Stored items

---+---

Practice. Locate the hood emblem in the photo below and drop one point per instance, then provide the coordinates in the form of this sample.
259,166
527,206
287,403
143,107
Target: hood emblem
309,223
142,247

---+---

- **Your goal**: An exact restatement of the data is required.

- **Written answer**:
Practice. Locate the hood emblem in the photo below and drop one point per instance, then provide the coordinates in the form of this sample.
259,166
527,206
287,403
143,107
Target: hood emblem
309,223
142,247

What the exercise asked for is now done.